Source data
━━━━━━━━━━━━━━━━━━━━

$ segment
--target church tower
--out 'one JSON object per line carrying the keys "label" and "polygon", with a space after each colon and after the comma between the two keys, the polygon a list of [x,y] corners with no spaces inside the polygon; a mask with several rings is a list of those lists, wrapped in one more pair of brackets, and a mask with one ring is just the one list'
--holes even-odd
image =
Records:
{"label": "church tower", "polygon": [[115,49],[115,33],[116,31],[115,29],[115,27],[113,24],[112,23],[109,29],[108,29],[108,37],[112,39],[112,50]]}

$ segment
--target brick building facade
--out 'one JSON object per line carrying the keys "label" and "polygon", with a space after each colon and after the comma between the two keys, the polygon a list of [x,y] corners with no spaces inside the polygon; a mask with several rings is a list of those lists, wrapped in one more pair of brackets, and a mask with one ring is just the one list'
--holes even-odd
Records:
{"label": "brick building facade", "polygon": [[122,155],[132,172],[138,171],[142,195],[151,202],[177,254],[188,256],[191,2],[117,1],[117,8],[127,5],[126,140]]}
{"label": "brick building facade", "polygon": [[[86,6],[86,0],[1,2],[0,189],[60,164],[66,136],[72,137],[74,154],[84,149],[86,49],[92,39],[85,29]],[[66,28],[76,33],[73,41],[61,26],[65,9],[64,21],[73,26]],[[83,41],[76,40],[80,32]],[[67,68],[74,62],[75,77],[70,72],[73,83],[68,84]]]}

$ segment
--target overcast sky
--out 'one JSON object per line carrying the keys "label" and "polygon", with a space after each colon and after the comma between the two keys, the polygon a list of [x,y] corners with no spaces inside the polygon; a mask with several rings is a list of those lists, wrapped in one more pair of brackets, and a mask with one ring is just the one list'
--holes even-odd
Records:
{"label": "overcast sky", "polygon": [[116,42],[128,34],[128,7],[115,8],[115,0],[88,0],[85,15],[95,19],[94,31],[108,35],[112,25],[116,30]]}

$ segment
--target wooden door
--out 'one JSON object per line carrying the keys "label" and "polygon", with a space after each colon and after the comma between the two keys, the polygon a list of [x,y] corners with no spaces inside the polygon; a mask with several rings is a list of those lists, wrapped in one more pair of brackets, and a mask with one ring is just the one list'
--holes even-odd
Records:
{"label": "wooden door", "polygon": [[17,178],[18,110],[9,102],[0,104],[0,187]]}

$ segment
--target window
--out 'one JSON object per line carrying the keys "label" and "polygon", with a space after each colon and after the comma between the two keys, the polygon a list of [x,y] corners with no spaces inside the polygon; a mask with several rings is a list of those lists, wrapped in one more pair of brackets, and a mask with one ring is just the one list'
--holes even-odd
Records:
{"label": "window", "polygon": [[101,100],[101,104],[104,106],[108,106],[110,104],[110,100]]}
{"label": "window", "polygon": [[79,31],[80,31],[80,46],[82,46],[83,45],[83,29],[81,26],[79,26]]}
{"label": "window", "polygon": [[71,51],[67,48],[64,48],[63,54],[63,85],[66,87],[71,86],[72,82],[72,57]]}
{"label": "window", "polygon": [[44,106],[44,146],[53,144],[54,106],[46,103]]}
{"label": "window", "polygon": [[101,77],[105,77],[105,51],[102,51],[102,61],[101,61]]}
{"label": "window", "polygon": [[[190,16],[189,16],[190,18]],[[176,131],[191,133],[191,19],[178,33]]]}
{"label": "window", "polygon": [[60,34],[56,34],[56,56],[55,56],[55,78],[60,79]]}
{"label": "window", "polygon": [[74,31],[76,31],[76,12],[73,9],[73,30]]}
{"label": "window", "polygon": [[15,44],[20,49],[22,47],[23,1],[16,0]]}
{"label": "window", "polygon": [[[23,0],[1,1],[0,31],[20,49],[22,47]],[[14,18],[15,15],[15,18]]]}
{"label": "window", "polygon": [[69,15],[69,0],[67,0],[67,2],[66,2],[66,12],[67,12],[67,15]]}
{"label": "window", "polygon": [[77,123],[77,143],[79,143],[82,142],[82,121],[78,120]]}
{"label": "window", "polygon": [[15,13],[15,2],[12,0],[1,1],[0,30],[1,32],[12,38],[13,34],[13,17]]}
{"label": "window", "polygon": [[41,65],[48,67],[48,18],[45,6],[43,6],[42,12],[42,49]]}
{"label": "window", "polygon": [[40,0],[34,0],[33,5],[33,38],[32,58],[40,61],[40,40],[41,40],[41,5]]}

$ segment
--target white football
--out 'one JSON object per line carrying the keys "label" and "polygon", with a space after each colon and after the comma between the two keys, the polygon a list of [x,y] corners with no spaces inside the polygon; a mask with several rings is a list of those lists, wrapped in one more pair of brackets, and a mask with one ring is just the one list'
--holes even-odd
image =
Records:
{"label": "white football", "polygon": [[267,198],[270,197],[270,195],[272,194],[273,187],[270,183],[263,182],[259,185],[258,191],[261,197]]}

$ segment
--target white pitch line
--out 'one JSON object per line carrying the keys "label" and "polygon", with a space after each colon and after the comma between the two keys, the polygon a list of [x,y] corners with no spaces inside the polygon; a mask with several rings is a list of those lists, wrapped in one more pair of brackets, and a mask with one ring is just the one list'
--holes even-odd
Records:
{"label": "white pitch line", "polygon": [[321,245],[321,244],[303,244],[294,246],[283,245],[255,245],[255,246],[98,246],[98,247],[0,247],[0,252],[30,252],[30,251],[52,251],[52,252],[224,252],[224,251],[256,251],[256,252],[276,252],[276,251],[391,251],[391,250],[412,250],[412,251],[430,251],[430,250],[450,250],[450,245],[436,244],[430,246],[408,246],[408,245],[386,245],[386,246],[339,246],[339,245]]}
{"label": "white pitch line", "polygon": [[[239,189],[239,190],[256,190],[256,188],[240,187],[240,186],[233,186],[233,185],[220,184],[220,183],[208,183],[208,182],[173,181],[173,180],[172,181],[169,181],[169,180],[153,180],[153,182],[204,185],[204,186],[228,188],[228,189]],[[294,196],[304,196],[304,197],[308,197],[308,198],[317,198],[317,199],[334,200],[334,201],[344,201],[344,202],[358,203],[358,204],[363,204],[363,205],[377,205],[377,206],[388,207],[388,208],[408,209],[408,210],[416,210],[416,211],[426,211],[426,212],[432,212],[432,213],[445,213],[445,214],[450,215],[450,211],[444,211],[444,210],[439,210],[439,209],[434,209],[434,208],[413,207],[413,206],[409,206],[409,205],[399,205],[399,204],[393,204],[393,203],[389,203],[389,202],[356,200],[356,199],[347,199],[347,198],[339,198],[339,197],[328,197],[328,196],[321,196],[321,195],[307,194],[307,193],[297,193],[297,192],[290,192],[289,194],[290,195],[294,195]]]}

━━━━━━━━━━━━━━━━━━━━

» WHAT TO WORK ON: Copy down the whole of the data above, matching it exactly.

» THE COMPLETED TASK:
$ segment
--target church tower
--out 'one JSON object per line carrying the keys "label" and "polygon", with a space after each colon and after the comma between the two keys, the polygon a list of [x,y] corners with no spaces inside the polygon; a mask with several rings is a list of those lists, wrapped in one more pair of brackets, and a mask with one ring is just the one list'
--holes even-odd
image =
Records:
{"label": "church tower", "polygon": [[115,49],[115,33],[116,31],[115,29],[115,27],[113,24],[112,23],[109,29],[108,29],[108,37],[112,39],[112,50]]}

$ segment
--target brick building facade
--out 'one JSON object per line carrying the keys "label" and "polygon", with a space after each colon and after the comma between the two keys, the polygon a list of [x,y] corners with no spaces inside the polygon; a mask with several rings is a list of those lists, wrapped in one more pair of brackets, and a mask with one ring is just the one list'
--holes even-odd
Records:
{"label": "brick building facade", "polygon": [[122,155],[132,172],[138,171],[142,195],[151,202],[177,254],[188,256],[191,2],[117,1],[117,8],[127,5],[126,140]]}
{"label": "brick building facade", "polygon": [[[86,6],[86,0],[1,2],[0,189],[60,164],[66,136],[72,137],[74,154],[84,149],[86,49],[92,39],[85,29]],[[66,28],[76,33],[73,41],[61,26],[65,9],[64,21],[73,26]],[[83,41],[76,40],[80,32]],[[67,68],[74,62],[75,77],[70,72],[73,83],[68,84]]]}

$ segment
--target overcast sky
--out 'one JSON object per line carrying the keys "label" and "polygon", with a space after each colon and after the comma between the two keys, the polygon a list of [x,y] corners with no spaces inside the polygon; a mask with several rings is a list of those lists, wrapped in one more pair of brackets, and a mask with one ring is just the one list'
--holes even-odd
Records:
{"label": "overcast sky", "polygon": [[116,42],[128,34],[128,7],[115,8],[115,0],[88,0],[85,15],[95,19],[94,31],[108,35],[112,25],[116,30]]}

$ segment
--target wooden door
--out 'one JSON object per line carrying the keys "label" and "polygon", with a space after each colon and after the comma between the two keys, the polygon a list of [x,y] corners with no spaces inside the polygon; a mask with several rings is a list of those lists, wrapped in one more pair of brackets, and a mask with one ring is just the one list'
--holes even-odd
Records:
{"label": "wooden door", "polygon": [[17,178],[18,110],[9,102],[0,104],[0,187]]}

$ segment
--target window
--out 'one JSON object per line carrying the keys "label" and "polygon", with a space after each colon and after the comma between the two keys, the polygon a list of [x,y] corners with no spaces inside the polygon; a mask with several rings is a list of those lists, wrapped in one more pair of brackets, and a mask with one ring is just the one list'
--holes even-odd
Records:
{"label": "window", "polygon": [[101,100],[101,104],[104,106],[108,106],[110,104],[110,100]]}
{"label": "window", "polygon": [[79,31],[80,31],[80,46],[82,46],[83,45],[83,29],[81,26],[79,26]]}
{"label": "window", "polygon": [[71,51],[67,48],[64,48],[63,54],[63,85],[66,87],[71,86],[72,82],[72,57]]}
{"label": "window", "polygon": [[44,106],[44,146],[53,144],[54,106],[46,103]]}
{"label": "window", "polygon": [[101,77],[105,77],[105,51],[102,51],[102,61],[101,61]]}
{"label": "window", "polygon": [[[190,16],[189,16],[190,18]],[[176,131],[191,133],[191,19],[178,33]]]}
{"label": "window", "polygon": [[60,34],[56,34],[56,56],[55,56],[55,78],[60,79]]}
{"label": "window", "polygon": [[74,31],[76,31],[76,12],[73,9],[73,30]]}
{"label": "window", "polygon": [[15,44],[20,49],[22,47],[23,1],[16,0]]}
{"label": "window", "polygon": [[[23,0],[1,1],[0,31],[20,49],[22,47]],[[14,18],[15,15],[15,18]]]}
{"label": "window", "polygon": [[69,15],[69,0],[67,0],[67,2],[66,2],[66,12],[67,12],[67,15]]}
{"label": "window", "polygon": [[77,123],[77,143],[79,143],[82,142],[82,121],[78,120]]}
{"label": "window", "polygon": [[15,13],[15,2],[12,0],[1,1],[0,30],[1,32],[12,38],[13,34],[13,17]]}
{"label": "window", "polygon": [[41,65],[48,67],[48,18],[45,6],[43,6],[42,12],[42,49]]}
{"label": "window", "polygon": [[40,0],[34,0],[33,5],[33,38],[32,58],[40,61],[40,40],[41,40],[41,5]]}

$ segment
--target white football
--out 'one JSON object per line carrying the keys "label" and "polygon", with a space after each colon and after the comma between the two keys, the polygon a list of [x,y] corners with no spaces inside the polygon; a mask with several rings is a list of those lists, wrapped in one more pair of brackets, and a mask with one ring is just the one list'
--holes even-odd
image =
Records:
{"label": "white football", "polygon": [[267,198],[270,197],[270,195],[272,194],[273,187],[270,183],[263,182],[259,185],[258,191],[261,197]]}

$ segment
--target white pitch line
--out 'one JSON object per line carrying the keys "label" and "polygon", with a space after each colon and after the comma between the two keys, the polygon a list of [x,y] corners with no spaces inside the polygon; a mask with several rings is a list of those lists, wrapped in one more pair of brackets, and a mask with one ring is just the one list'
--holes even-odd
Records:
{"label": "white pitch line", "polygon": [[321,245],[321,244],[303,244],[294,246],[283,245],[255,245],[255,246],[98,246],[98,247],[0,247],[0,252],[30,252],[30,251],[52,251],[52,252],[224,252],[224,251],[256,251],[256,252],[276,252],[276,251],[391,251],[391,250],[412,250],[412,251],[430,251],[430,250],[450,250],[450,245],[436,244],[430,246],[408,246],[408,245],[386,245],[386,246],[339,246],[339,245]]}
{"label": "white pitch line", "polygon": [[[239,189],[239,190],[256,190],[256,188],[240,187],[240,186],[233,186],[233,185],[220,184],[220,183],[208,183],[208,182],[173,181],[173,180],[172,181],[169,181],[169,180],[153,180],[153,182],[204,185],[204,186],[228,188],[228,189]],[[294,196],[304,196],[304,197],[308,197],[308,198],[317,198],[317,199],[334,200],[334,201],[344,201],[344,202],[358,203],[358,204],[363,204],[363,205],[377,205],[377,206],[388,207],[388,208],[408,209],[408,210],[416,210],[416,211],[426,211],[426,212],[432,212],[432,213],[445,213],[445,214],[450,215],[450,211],[444,211],[444,210],[439,210],[439,209],[434,209],[434,208],[413,207],[413,206],[409,206],[409,205],[399,205],[399,204],[393,204],[393,203],[389,203],[389,202],[356,200],[356,199],[347,199],[347,198],[339,198],[339,197],[328,197],[328,196],[321,196],[321,195],[307,194],[307,193],[297,193],[297,192],[290,192],[289,194],[290,195],[294,195]]]}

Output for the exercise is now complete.